(REQUIREMENT): Starting at the line that holds "of the yellow", set down each line through the end of the listing, exactly as written and with nothing added.

* * * *

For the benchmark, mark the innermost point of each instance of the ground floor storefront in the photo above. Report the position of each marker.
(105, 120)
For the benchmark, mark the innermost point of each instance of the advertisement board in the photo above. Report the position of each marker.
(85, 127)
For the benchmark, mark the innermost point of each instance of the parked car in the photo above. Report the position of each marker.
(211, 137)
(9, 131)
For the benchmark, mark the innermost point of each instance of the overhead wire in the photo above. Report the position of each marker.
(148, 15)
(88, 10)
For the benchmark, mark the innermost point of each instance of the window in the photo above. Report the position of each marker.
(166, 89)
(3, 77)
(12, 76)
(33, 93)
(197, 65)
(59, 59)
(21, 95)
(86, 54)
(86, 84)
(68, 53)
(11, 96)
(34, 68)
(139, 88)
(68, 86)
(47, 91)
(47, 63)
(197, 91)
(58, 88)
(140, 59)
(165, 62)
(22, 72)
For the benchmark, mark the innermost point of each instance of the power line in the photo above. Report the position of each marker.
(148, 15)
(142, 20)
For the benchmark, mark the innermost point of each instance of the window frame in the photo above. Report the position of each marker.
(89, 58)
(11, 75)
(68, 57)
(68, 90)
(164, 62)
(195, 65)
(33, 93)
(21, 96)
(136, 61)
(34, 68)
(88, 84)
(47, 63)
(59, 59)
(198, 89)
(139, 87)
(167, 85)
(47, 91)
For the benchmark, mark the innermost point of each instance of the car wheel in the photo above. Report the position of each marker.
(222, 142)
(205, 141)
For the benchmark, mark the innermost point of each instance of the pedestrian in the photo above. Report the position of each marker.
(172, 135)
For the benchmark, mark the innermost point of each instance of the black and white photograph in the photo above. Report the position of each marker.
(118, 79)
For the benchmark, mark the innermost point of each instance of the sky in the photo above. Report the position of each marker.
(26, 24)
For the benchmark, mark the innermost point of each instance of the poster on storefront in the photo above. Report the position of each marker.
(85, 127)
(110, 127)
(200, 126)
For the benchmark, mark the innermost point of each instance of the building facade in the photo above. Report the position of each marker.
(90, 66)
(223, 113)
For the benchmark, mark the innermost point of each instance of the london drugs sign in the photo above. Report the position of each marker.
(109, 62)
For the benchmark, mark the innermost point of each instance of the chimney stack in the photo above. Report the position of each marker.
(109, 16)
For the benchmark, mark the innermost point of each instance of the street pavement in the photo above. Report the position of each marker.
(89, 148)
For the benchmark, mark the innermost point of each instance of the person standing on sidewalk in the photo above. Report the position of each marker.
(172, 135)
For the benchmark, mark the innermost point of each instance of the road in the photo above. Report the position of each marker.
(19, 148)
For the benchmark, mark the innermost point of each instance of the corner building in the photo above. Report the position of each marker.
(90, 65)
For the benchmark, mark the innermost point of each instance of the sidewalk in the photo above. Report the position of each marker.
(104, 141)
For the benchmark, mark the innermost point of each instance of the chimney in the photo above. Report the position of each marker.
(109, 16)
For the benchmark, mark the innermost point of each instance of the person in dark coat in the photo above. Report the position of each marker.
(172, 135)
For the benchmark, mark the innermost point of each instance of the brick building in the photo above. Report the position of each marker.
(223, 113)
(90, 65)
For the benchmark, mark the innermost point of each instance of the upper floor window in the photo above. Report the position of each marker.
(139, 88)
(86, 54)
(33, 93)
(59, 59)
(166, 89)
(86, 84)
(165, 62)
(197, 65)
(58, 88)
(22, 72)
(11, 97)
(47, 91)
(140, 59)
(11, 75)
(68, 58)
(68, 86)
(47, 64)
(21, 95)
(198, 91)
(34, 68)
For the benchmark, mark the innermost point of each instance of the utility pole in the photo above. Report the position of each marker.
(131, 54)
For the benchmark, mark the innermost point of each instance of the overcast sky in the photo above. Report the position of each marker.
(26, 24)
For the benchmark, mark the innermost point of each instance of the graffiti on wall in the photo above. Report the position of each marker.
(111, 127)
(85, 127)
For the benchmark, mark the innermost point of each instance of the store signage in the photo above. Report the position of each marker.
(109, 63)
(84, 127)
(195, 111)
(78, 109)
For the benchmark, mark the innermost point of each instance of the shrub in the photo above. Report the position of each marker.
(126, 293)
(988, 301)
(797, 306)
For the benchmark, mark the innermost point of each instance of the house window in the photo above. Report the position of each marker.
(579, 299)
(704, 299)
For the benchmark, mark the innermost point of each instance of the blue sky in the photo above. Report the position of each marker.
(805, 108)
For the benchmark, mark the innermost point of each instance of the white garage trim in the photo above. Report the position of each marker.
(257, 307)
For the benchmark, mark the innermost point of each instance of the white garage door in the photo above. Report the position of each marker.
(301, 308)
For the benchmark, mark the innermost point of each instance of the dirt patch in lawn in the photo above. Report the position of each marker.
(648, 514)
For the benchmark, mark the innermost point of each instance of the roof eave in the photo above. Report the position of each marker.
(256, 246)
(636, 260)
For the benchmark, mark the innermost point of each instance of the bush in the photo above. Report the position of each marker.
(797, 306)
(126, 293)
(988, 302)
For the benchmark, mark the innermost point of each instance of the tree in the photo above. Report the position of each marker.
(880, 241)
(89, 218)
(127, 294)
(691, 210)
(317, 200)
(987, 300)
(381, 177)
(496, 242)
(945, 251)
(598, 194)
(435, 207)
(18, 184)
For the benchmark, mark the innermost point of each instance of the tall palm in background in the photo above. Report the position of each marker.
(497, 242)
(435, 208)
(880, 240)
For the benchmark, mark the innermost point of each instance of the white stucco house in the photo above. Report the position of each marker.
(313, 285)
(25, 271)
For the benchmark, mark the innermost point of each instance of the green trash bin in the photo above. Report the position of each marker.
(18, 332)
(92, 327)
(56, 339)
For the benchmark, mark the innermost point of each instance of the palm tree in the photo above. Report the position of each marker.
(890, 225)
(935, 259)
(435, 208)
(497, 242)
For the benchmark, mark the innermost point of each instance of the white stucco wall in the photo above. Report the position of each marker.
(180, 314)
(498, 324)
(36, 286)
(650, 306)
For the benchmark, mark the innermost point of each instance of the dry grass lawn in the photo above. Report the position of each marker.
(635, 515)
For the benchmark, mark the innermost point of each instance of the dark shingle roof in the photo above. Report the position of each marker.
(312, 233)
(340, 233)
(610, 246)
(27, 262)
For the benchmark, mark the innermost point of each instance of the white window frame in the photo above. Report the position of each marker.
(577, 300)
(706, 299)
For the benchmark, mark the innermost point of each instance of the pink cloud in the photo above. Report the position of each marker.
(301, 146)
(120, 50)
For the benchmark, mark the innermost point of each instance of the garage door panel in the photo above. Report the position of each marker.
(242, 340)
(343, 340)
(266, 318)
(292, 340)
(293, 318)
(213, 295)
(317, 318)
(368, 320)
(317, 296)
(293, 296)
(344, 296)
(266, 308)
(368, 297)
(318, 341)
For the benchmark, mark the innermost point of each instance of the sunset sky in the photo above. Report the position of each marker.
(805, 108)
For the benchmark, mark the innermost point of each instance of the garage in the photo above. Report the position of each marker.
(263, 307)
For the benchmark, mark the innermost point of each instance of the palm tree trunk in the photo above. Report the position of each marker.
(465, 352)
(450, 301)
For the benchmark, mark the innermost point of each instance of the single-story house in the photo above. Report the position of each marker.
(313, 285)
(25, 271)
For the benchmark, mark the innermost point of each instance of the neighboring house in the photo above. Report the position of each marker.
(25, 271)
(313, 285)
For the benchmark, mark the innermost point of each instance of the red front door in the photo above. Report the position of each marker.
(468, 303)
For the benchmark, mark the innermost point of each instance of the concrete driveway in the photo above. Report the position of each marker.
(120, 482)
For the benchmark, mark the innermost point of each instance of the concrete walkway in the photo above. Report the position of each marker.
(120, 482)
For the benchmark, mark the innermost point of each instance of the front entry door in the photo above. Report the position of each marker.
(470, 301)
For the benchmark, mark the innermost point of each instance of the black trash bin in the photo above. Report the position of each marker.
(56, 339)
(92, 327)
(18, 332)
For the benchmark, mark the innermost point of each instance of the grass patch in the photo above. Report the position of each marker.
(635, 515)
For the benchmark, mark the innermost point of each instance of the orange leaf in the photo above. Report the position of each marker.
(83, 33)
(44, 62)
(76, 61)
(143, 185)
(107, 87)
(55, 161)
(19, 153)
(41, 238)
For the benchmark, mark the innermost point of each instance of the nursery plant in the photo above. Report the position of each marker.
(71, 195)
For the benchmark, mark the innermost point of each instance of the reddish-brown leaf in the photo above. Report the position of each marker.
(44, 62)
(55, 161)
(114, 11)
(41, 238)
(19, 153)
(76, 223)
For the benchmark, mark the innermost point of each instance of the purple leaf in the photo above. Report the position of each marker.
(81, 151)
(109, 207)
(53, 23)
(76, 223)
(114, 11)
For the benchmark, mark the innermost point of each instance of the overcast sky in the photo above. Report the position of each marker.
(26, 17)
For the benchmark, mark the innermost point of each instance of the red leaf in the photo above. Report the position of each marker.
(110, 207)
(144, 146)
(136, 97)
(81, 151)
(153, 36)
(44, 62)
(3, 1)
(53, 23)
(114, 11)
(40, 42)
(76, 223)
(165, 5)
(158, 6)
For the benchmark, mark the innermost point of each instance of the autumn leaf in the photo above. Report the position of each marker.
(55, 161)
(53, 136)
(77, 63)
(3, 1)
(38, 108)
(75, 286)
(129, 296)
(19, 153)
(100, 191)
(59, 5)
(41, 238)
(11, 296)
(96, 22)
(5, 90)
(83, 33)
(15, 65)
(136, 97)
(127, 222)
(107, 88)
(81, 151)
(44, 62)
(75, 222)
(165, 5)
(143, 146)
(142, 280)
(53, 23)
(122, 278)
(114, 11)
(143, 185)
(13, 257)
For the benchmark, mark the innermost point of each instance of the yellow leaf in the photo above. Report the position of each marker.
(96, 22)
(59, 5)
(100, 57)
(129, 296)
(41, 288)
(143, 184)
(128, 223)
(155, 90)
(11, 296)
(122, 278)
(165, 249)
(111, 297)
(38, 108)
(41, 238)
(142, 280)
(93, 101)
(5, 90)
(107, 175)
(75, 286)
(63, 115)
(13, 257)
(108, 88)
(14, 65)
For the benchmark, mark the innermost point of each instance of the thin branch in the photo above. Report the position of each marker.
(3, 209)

* * * *

(SOLUTION TO THE PROBLEM):
For the benchmark, mark the innermost point of each instance of the yellow leaf in the photo above. Report the position of each marker.
(96, 22)
(59, 5)
(100, 57)
(129, 296)
(41, 288)
(143, 184)
(128, 223)
(155, 90)
(11, 296)
(122, 278)
(165, 249)
(111, 297)
(38, 108)
(41, 238)
(142, 280)
(93, 101)
(5, 90)
(107, 175)
(75, 286)
(63, 115)
(13, 257)
(108, 88)
(14, 65)
For the benchmark, mark the innermost point of each instance of the thin branch in the photo above. Report the position of each marker.
(3, 209)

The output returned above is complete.